Gather and copy out every line in the records below that contains the word "positive".
Segment Start: Extracted records
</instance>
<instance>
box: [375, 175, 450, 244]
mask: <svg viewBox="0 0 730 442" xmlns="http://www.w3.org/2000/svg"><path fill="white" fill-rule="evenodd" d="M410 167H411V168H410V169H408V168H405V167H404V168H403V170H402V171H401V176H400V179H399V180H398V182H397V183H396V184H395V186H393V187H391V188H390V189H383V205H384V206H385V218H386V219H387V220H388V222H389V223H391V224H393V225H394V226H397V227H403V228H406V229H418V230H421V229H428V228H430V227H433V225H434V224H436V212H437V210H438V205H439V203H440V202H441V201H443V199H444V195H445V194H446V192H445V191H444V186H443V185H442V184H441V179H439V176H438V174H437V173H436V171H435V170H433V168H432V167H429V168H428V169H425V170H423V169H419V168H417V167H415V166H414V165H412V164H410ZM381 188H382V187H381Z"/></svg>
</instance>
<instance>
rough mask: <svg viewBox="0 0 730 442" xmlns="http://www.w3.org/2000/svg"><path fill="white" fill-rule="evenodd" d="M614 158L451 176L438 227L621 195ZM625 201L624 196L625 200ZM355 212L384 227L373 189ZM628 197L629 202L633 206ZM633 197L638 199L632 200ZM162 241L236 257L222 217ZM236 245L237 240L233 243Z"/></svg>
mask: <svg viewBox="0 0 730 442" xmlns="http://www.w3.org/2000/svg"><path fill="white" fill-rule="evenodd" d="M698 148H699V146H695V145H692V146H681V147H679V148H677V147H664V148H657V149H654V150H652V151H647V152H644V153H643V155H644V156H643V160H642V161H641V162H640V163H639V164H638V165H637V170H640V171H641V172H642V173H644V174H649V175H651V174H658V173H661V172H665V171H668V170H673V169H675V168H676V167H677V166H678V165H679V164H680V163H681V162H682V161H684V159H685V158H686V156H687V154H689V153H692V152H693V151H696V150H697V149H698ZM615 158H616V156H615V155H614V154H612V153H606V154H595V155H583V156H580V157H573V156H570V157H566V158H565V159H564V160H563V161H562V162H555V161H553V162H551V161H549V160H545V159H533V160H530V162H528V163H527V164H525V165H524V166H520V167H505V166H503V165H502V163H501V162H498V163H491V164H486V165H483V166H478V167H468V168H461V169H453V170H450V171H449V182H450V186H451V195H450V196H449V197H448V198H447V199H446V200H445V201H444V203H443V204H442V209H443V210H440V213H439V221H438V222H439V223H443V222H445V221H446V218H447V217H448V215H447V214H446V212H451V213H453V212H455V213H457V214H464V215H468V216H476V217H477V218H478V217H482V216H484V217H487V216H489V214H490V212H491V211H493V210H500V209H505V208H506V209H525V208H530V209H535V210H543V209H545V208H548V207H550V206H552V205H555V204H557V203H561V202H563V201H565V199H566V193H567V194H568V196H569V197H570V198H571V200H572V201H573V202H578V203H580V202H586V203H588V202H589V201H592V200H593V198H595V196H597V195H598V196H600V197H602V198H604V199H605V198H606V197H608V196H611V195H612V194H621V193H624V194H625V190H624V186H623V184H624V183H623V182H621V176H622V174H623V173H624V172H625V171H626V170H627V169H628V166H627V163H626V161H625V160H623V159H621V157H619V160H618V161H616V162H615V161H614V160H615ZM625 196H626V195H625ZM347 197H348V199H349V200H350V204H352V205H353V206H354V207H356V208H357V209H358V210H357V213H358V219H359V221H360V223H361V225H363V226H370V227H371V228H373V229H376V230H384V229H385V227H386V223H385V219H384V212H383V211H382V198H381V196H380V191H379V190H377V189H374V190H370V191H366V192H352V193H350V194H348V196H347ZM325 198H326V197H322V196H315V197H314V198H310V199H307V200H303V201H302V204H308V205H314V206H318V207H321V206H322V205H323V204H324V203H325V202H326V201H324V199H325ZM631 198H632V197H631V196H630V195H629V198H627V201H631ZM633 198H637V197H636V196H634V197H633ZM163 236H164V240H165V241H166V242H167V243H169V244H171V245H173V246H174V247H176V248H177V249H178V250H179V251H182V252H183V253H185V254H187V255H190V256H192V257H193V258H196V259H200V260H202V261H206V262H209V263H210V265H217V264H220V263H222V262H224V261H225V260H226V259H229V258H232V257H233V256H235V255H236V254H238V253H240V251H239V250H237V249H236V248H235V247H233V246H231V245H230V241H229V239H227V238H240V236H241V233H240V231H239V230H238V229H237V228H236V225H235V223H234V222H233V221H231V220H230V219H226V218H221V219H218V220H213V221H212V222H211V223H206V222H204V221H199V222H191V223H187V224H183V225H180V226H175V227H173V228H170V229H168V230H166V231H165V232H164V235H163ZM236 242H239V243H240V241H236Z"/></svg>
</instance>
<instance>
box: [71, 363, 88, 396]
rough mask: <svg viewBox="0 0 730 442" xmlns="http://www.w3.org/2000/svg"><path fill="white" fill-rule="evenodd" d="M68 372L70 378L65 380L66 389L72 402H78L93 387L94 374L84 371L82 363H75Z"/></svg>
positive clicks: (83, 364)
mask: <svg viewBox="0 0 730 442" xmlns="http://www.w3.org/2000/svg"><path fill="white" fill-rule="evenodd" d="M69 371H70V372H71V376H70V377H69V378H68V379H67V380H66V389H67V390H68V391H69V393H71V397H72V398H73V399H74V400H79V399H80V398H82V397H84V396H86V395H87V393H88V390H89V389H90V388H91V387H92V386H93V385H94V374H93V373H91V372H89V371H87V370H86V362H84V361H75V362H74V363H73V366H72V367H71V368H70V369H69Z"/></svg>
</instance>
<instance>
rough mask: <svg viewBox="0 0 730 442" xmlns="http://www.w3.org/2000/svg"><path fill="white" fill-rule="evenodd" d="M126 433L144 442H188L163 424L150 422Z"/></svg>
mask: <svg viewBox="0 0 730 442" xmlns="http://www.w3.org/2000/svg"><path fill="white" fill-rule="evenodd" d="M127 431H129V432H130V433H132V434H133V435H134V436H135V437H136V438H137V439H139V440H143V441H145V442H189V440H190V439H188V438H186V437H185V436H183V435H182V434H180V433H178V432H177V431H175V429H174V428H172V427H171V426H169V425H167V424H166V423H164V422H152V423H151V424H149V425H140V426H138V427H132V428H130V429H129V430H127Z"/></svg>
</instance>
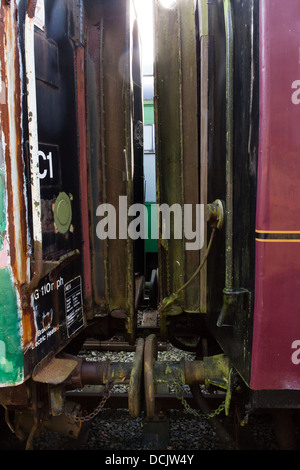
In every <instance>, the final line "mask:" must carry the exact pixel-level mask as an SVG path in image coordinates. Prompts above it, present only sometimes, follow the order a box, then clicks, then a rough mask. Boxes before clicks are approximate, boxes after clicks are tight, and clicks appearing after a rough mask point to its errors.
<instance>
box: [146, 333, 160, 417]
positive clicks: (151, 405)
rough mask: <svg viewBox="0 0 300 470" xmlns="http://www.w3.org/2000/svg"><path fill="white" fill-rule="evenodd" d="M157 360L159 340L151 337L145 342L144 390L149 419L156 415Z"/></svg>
mask: <svg viewBox="0 0 300 470" xmlns="http://www.w3.org/2000/svg"><path fill="white" fill-rule="evenodd" d="M156 359H157V338H156V336H155V335H150V336H148V338H147V339H146V341H145V351H144V388H145V403H146V415H147V418H153V417H154V415H155V384H154V364H155V361H156Z"/></svg>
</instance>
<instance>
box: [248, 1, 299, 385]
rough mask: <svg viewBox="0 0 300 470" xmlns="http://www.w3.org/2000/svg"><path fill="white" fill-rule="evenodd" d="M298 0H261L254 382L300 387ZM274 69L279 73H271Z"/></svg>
mask: <svg viewBox="0 0 300 470" xmlns="http://www.w3.org/2000/svg"><path fill="white" fill-rule="evenodd" d="M298 15H299V4H298V2H296V1H292V0H289V1H287V2H285V3H284V4H282V2H279V1H274V2H272V3H269V2H267V1H264V0H263V1H261V2H260V23H259V24H260V31H259V37H260V56H259V57H260V62H259V64H260V139H259V161H258V189H257V219H256V230H257V233H256V274H255V311H254V328H253V350H252V366H251V387H252V388H253V389H258V390H270V389H271V390H272V389H273V390H274V389H280V390H283V389H288V390H299V388H300V373H299V344H300V343H299V321H298V319H299V317H298V312H299V302H300V292H299V282H300V270H299V260H300V243H299V242H300V240H299V232H300V225H299V219H298V216H297V213H298V206H299V171H300V165H299V158H298V154H299V146H300V140H299V132H298V127H297V122H298V119H299V99H298V96H299V71H300V70H299V45H298V38H299V22H298V21H297V20H295V19H296V18H298ZM275 71H276V73H275Z"/></svg>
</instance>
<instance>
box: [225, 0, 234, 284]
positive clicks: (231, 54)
mask: <svg viewBox="0 0 300 470" xmlns="http://www.w3.org/2000/svg"><path fill="white" fill-rule="evenodd" d="M223 4H224V18H225V34H226V207H225V212H226V228H225V230H226V234H225V236H226V254H225V259H226V272H225V289H229V290H231V289H232V288H233V13H232V5H231V1H230V0H223Z"/></svg>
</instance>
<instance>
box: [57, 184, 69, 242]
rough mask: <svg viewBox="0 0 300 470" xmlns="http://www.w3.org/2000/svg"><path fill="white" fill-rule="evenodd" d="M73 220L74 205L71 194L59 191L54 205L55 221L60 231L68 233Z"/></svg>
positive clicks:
Segment End: Extracted records
### Solution for this problem
positive clicks: (83, 364)
positive clicks: (151, 405)
positive clicks: (231, 54)
positive clicks:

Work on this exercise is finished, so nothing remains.